▸ Ausgewählter Textauszug
::::

Nur stellt sich für mich die Frage, ob wir dem mit dem Begriffspaar Zorn / Haß beikommen. Oder ob da nicht vielmehr eine absolute Kaltblütigkeit am Werk ist, die man sich als ein Mensch, der immerhin noch zu einem Gefühl wie Haß fähig ist, gar nicht vorstellen kann.

Grüße, Thorsten
 
AW: Der Hass in Abgrenzung zum Zorn bei Sloterdijk

Nur stellt sich für mich die Frage, ob wir dem mit dem Begriffspaar Zorn / Haß beikommen. Oder ob da nicht vielmehr eine absolute Kaltblütigkeit am Werk ist, die man sich als ein Mensch, der immerhin noch zu einem Gefühl wie Haß fähig ist, gar nicht vorstellen kann.

Ich würde sagen, das geht. Auch Hass ist im Gegensatz zum Zorn ein sehr kaltes Gefühl. Es sind lediglich extreme Mengen des Hasses, die sich da angesammelt haben. Sloterdijk spricht in seinem Werk auch von Zorndatenbanken, Zornkapital, Zornflüssen usw.. Er bringt den Gedanken des Zornflusses auch ganz deutlich in Verbindung mit politischen Revolutionen.

Nette Grüße
J.
 
AW: Der Hass in Abgrenzung zum Zorn bei Sloterdijk

die medien haben also sicherlich enorme macht
macht, die (technisch sehr einfach) missbraucht werden kann
daher gibt es in unseren ländern viele und strenge regeln, deren einhaltung mehrere kontrollorgane kontrollieren

Guten Morgen, Muzmuz

nochmal zu dem Thema Medienmacht - ich war später nicht mehr on, daher jetzt:

ich finde, dass die Regeln zwar vorhanden sind und grobe Mißachtung oder Verstöße gegen die geltenden Grundrechte verfoglt und überwacht, aber nicht, welche Bilder wir sehen und welchen Reportern wir lauschen.

::::

▸ Vorliegende Daten
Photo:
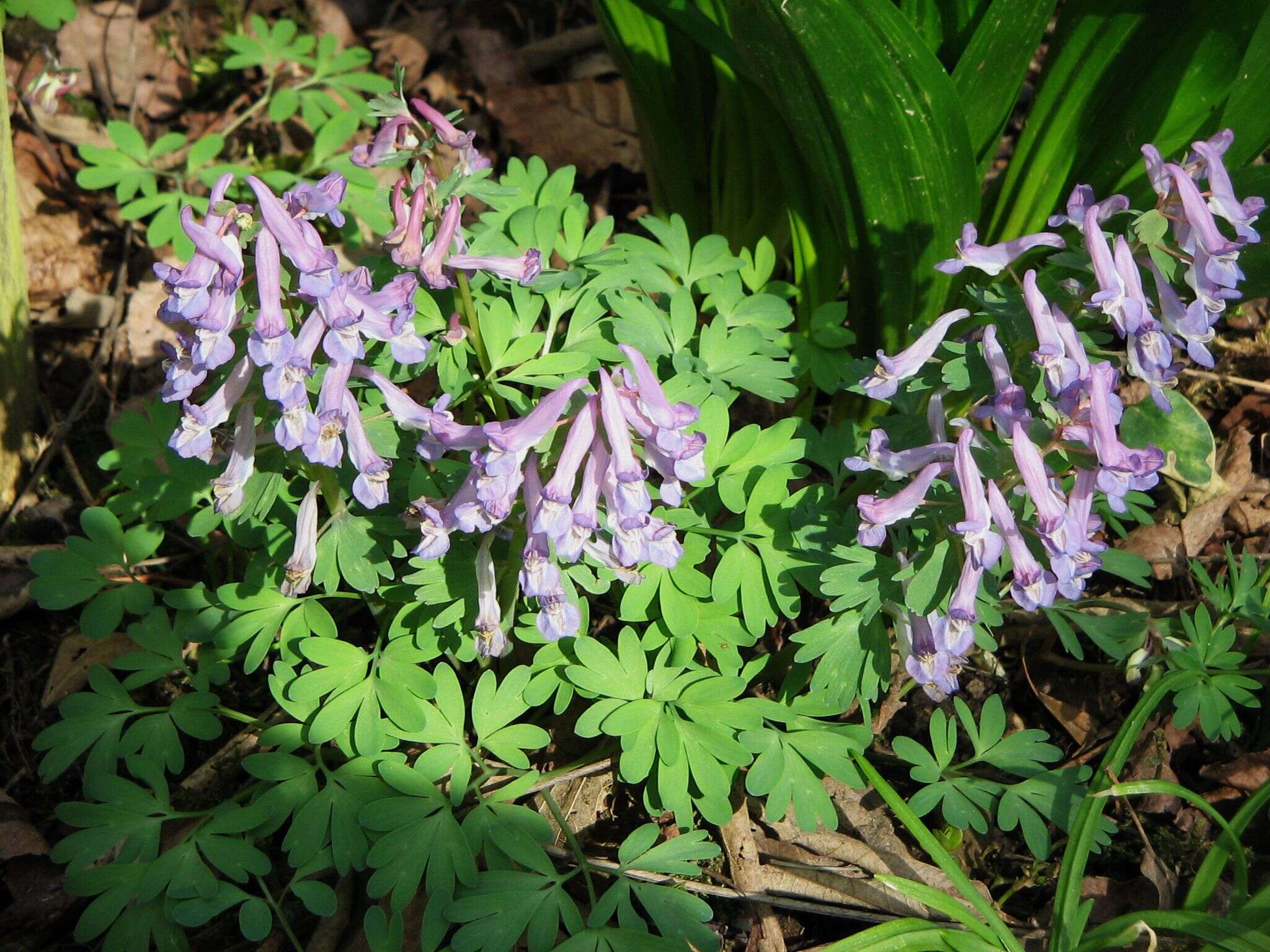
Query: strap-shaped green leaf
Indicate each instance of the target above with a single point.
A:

::::

▸ Aufgaben
1. Prüfe anhand des Forumsauszugs über Zorn und Hass, ob die Aussagen (a), (b) und (c) zutreffen, und belege jede Antwort mit einem wörtlichen Zitat. (a) Hass wird dort als sehr kaltes Gefühl beschrieben. (b) Sloterdijk verbindet den Gedanken des Zornflusses mit politischen Revolutionen. (c) Im Auszug heißt es, für die Medien gebe es nur wenige Regeln.
2. Welche Begriffe außer Zornflüssen verwendet Sloterdijk laut dem Forumsauszug über Zorn und Hass in seinem Werk?
3. Führe den Forumsauszug über Zorn und Hass im Anschluss an seinen letzten Satz weiter.

▸ Lösungen
1.
(a) Ja: „Auch Hass ist im Gegensatz zum Zorn ein sehr kaltes Gefühl.“
(b) Ja: „Er bringt den Gedanken des Zornflusses auch ganz deutlich in Verbindung mit politischen Revolutionen.“
(c) Nein: „daher gibt es in unseren ländern viele und strenge regeln“

2. Zorndatenbanken und Zornkapital.

3.
Beispiel die Vereinigten Staaten. Dass die derzeitige Politik des Landes im europäischen Westen so verpönt und abgelehnt wird, zeugt doch von den Berichten und Aussagen mancher Politiker und Mediengestalter (Tageszeitungen), die natürlich unabhängig und wertneutral berichten wollen, aber dies dochnciht sind. Denn auch sie greifen auf Bilder oder Nachrichten zurück, die vermutlich ebenfalls zensiert oder bewusst ausgewählt wurden.

Auch so wird Hass erzeugt. Vielleicht nicht in dieser Dimension oder Ausdrucksform wie in den afrikanischen Ländern, aber doch scheint die einhellige Meinung zu herrschen, dass der amtsinhabende Präsident ein A..... ist und von allen als Trottel "verkauft" wird.
Ich habe etwas gegen solche vereinfachte mainstream-Meinungen, die nicht die zwei Seiten einer Medaille zeigen. Daher gibt es auch in der Zeitschriftenwelt eine geringe Auswahl, die eben genau das kann. Gott sei Dank.
Daher finde ich schon, dass die Medien unser Weltbild manipulieren kann und dies auch tut. Beeinflussung ist in der Tat eher milde und kann doch reguliert werden, was bei Manipulation eher schwierig ist.

R.
 
AW: Der Hass in Abgrenzung zum Zorn bei Sloterdijk

Nur stellt sich für mich die Frage, ob wir dem mit dem Begriffspaar Zorn / Haß beikommen. Oder ob da nicht vielmehr eine absolute Kaltblütigkeit am Werk ist, die man sich als ein Mensch, der immerhin noch zu einem Gefühl wie Haß fähig ist, gar nicht vorstellen kann.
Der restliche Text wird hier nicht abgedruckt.